START Records for the task
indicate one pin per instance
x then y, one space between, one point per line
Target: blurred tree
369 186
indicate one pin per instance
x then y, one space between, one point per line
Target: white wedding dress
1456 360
END Records for the task
Work to be completed: Retype the whole of the material word for word.

Exercise answer:
indicate one pin per instance
x then y, one space between, one point per line
Target: blurred tree
369 186
indicate one pin per instance
x then y, one space between, one point per line
Target: white wedding dress
1456 360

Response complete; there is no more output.